→ **Отрывок для чтения**:
----------------------------------------
Мы знаем, как давно уже Европа стремится получить общеевропейское гражданское право. Еще в Средние века такую роль выполняло jus commune. Сегодня эта работа продолжается. Сначала Беале и Ландо разработали «Принципы европейского договорного права», теперь вышли «Модельные правила европейского частного права» (DCFR). Международная торговая палата (УНИДРУА) давно уже выпустила «Принципы международных коммерческих договоров» и регулярно их обновляет. Все перечисленные сборники правил содержат то общее, что есть в регулировании частного права во всех правовых системах. Точнее, они содержат то общее, каким мы бы хотели его видеть. То есть это, если так можно выразиться, сердцевина, ядро частного права. И, конечно, эти сборники являются типичными примерами мягкого права. При этом каждая правовая система конкретного государства привносит в частное право свои национальные особенности. Иногда бывает, что правовая система не содержит нужной нормы, а в «ядре» она есть, и тогда суды охотно привлекают эти мягко-правовые нормы к решению попавшегося им сложного спора.

Аналогичный процесс уже лет 40 идет в сфере регулирования финансовых рынков. Группа международных неправительственных организаций, действующая на базе Банка международных расчетов (Базельский комитет по банковскому надзору, Международная ассоциация страховых надзоров, Международная ассоциация комиссий по ценным бумагам и др.), выпускает разнообразные стандарты регулирования финансовых рынков и постоянно их обновляет, изучает их применение, комментирует. При этом каждая страна имплементирует эти стандарты в свою правовую систему в той степени и с теми особенностями, которые считает нужным. Эти стандарты, также мягко-правовые, можно рассматривать в качестве «ядра» регулирования соответствующей сферы6.

Похожая ситуация и в международном налоговом праве. Модельная конвенция ОЭСР по налогам на доход и на капитал и особенно Комментарии к ней, имеющие очевидно мягко-правовой характер, давно используются всеми странами – членами ОЭСР в качестве «ядра» международного налогового права, с помощью которого суды разрешают сложные налоговые споры, связанные с соглашениями об избежании двойного налогообложения, которые и «моделирует» эта конвенция7.

Полагаю, эти примеры можно не продолжать. Мы видим, что мягко-правовые инструменты часто используют в качестве «ядра регулирования» в какой-либо сфере. Опираясь на эту закономерность, можно дать такой ответ на вопрос о том, зачем правовому дискурсу понадобился термин «мягкое право». Он нужен для того, чтобы показать, что в праве идут процессы создания в конкретных сферах регулирования таких «ядер», которые хотя и не являются юридически обязывающими, но их следует в целом придерживаться, хотя национальные особенности регулирования вполне допустимы. Именно для того, чтобы обозначить общий «сердцевинный» характер таких инструментов, и предложен новый термин. Право, согласно такому взгляду на него, состоит как бы из двух частей: общего мягкого ядра и твердой национальной оболочки в каждой сфере регулирования. Это же рассуждение справедливо и для «best effort language» в договорах. Договор, согласно изложенной парадигме, также состоит из двух частей: мягких общих принципов и намерений и твердых, юридически обязывающих положений. При этом мягкая часть договора, хотя и не снабжена иском и не влечет юридической ответственности, тем не менее, обязательна для сторон именно как «best effort», т. е. стороны должны прилагать максимальные усилия к ее исполнению. Похожие рассуждения можно привести и для внутригосударственного мягкого права – предоставляю эту возможность самим читателям.
----------------------------------------
→ **Сохранённый список**:
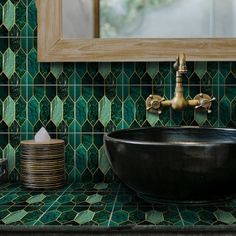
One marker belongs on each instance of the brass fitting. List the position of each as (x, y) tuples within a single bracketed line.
[(156, 103)]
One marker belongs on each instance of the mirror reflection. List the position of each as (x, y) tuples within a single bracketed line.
[(149, 18)]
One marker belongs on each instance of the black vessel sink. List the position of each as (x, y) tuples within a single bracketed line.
[(175, 164)]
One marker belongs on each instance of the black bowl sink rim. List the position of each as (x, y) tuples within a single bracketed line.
[(110, 136)]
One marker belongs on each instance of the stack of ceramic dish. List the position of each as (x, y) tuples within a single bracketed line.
[(43, 164)]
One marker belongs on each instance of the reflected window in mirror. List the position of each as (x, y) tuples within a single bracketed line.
[(149, 18)]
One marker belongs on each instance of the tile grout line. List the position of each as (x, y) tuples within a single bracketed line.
[(52, 204), (113, 207), (123, 92), (27, 69), (182, 221), (8, 193), (75, 115)]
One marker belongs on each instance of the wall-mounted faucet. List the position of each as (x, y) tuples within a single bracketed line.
[(156, 103)]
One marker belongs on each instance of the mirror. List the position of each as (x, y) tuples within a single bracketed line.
[(149, 18), (136, 30)]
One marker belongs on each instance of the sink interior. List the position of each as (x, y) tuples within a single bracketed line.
[(176, 135)]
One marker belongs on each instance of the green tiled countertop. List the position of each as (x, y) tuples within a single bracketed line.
[(105, 205)]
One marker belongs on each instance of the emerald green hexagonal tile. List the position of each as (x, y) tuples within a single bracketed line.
[(129, 111), (33, 110), (104, 68), (225, 217), (120, 216), (66, 198), (9, 14), (9, 62), (68, 111), (36, 198), (92, 158), (103, 162), (84, 217), (95, 198), (33, 63), (50, 216), (104, 111), (101, 186), (9, 111), (81, 111), (56, 111), (67, 217), (14, 217), (56, 69), (81, 158), (154, 217)]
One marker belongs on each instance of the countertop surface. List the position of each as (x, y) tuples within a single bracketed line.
[(103, 205)]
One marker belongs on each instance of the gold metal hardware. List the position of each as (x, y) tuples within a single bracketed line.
[(156, 103)]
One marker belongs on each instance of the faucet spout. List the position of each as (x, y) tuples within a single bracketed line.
[(156, 103), (179, 102)]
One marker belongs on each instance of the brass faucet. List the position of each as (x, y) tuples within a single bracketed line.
[(156, 103)]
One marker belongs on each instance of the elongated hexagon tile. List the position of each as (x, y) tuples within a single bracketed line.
[(101, 186), (33, 110), (120, 216), (56, 69), (103, 162), (56, 111), (35, 199), (95, 198), (9, 63), (14, 217), (84, 217), (50, 216), (81, 111), (104, 111), (154, 217), (9, 111), (9, 14), (225, 217)]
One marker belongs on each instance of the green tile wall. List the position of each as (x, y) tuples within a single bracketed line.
[(78, 102)]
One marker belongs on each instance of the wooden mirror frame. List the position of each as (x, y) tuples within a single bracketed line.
[(52, 47)]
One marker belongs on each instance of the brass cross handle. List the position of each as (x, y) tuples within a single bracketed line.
[(205, 102), (153, 104)]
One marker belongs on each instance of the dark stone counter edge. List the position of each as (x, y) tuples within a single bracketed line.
[(124, 230)]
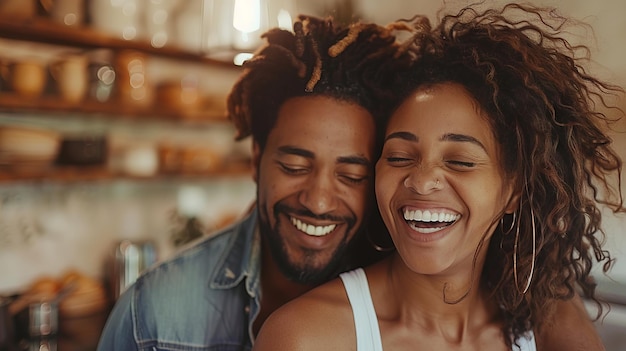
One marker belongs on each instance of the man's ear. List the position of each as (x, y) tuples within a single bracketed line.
[(256, 160)]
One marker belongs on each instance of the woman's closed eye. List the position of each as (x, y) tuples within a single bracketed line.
[(463, 165)]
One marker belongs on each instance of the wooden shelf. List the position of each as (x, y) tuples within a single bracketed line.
[(74, 174), (143, 121), (14, 103), (43, 30)]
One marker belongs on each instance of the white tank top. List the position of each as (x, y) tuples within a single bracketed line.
[(366, 323)]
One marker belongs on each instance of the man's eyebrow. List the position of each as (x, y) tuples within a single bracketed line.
[(402, 135), (358, 160), (292, 150), (455, 137), (463, 138)]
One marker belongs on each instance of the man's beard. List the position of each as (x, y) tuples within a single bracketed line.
[(308, 271)]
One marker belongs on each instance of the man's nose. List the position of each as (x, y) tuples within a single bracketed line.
[(319, 194)]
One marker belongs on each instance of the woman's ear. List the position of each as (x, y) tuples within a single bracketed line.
[(513, 203), (256, 160)]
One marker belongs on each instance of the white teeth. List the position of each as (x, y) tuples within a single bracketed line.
[(428, 216), (313, 230)]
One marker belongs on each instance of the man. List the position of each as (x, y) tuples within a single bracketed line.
[(314, 120), (313, 103)]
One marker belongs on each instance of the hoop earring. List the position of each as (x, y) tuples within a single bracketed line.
[(532, 264), (508, 231)]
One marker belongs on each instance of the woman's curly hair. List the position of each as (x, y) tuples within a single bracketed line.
[(350, 63), (545, 112)]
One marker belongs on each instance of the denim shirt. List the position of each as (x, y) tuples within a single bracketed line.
[(204, 298)]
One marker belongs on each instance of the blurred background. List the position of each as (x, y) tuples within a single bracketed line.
[(115, 149)]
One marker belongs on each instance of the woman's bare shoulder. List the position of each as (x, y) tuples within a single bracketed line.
[(304, 323)]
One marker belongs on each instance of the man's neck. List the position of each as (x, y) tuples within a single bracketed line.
[(276, 289)]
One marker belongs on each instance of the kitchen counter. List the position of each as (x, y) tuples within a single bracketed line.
[(75, 334)]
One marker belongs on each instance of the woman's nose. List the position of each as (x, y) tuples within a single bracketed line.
[(423, 180)]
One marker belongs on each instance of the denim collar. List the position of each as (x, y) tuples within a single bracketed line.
[(240, 258)]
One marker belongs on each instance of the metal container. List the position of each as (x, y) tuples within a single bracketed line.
[(7, 327), (130, 259), (43, 318)]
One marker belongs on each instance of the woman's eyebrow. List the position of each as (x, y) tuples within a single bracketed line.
[(463, 138)]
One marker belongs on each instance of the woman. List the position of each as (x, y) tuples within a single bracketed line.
[(490, 182)]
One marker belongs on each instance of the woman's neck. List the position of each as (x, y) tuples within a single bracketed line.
[(452, 305)]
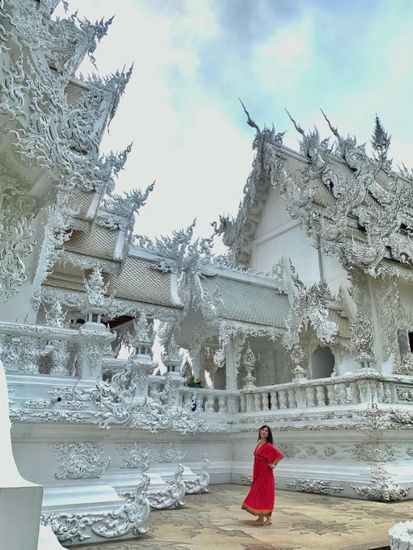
----------------------------------------
→ **Задания**:
A - Перепишите часть текста о мягком праве, начиная со слов «Аналогичный процесс уже» и заканчивая словами «регулирования соответствующей сферы6.». Слово «стандарты» везде замените на «нормативы».
B - Сколько лет, по словам текста о мягком праве, идёт похожий процесс в регулировании финансовых рынков?
C - Допишите продолжение текста о мягком праве, начав сразу после его последней фразы.

→ **Ответы к заданиям**:
A -
Аналогичный процесс уже лет 40 идет в сфере регулирования финансовых рынков. Группа международных неправительственных организаций, действующая на базе Банка международных расчетов (Базельский комитет по банковскому надзору, Международная ассоциация страховых надзоров, Международная ассоциация комиссий по ценным бумагам и др.), выпускает разнообразные нормативы регулирования финансовых рынков и постоянно их обновляет, изучает их применение, комментирует. При этом каждая страна имплементирует эти нормативы в свою правовую систему в той степени и с теми особенностями, которые считает нужным. Эти нормативы, также мягко-правовые, можно рассматривать в качестве «ядра» регулирования соответствующей сферы6.

B - Уже около 40 лет.

C -
Мы рассмотрели два возможных ответа на вопрос о том, для чего в правовом дискурсе появился термин «мягкое право». Оба эти ответа показывают, что появление данного термина свидетельствует не о возникновении какого-то нового феномена, а об изменении наших взглядов на само право. При этом мы видим, что проблем и вопросов, которые порождает это изменение, очень много. Дальнейшие исследования этих проблем, изучение вопроса о том, вписываются ли подобные изменения в ту или иную систему ценностей, – вот, полагаю, одно из магистральных направлений современной правовой науки.

Любому, кто выберет для своих «штудий» это направление, придется вначале одолеть огромный массив имеющейся литературы по мягкому праву. Причем, как правило, эта литература на английском языке, а российские юристы, в основной своей массе, пока не слишком свободно им владеют. Данная книга – неоценимый помощник и путеводитель по этой литературе.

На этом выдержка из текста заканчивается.